Reproduce each of the records below word for word, keeping the lines in their original order.
------------------------------
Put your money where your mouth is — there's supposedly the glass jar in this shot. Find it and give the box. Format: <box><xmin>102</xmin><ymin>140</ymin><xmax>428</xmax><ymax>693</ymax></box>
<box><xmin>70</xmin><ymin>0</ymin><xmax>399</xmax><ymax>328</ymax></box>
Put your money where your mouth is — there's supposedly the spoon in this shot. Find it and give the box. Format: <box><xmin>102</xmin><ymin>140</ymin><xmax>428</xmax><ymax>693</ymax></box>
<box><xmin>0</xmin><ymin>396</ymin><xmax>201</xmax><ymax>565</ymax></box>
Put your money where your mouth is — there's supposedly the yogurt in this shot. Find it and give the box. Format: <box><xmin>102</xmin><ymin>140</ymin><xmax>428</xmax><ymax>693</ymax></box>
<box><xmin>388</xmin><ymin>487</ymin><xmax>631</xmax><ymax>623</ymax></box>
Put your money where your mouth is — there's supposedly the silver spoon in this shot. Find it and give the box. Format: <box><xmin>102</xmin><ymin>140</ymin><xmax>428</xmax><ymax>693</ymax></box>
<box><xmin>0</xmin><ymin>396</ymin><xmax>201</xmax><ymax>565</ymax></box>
------------------------------
(Task output):
Put your money where your mouth is — there's supposedly the glass jar in this shot. Find it and give the box. Format: <box><xmin>102</xmin><ymin>140</ymin><xmax>428</xmax><ymax>693</ymax></box>
<box><xmin>70</xmin><ymin>0</ymin><xmax>399</xmax><ymax>328</ymax></box>
Put your money where your mouth is — there's supposedly the spoon in this shot. Find it and give the box. Format: <box><xmin>102</xmin><ymin>140</ymin><xmax>428</xmax><ymax>693</ymax></box>
<box><xmin>0</xmin><ymin>396</ymin><xmax>201</xmax><ymax>565</ymax></box>
Put your money where your mouth is — there's supposedly the yogurt in this shot. Find it and give the box. Format: <box><xmin>102</xmin><ymin>140</ymin><xmax>428</xmax><ymax>693</ymax></box>
<box><xmin>388</xmin><ymin>487</ymin><xmax>631</xmax><ymax>623</ymax></box>
Put your money where your mouth is — there's supposedly the silver spoon in this shot. Find it and give the box. Format: <box><xmin>102</xmin><ymin>140</ymin><xmax>428</xmax><ymax>693</ymax></box>
<box><xmin>0</xmin><ymin>396</ymin><xmax>201</xmax><ymax>565</ymax></box>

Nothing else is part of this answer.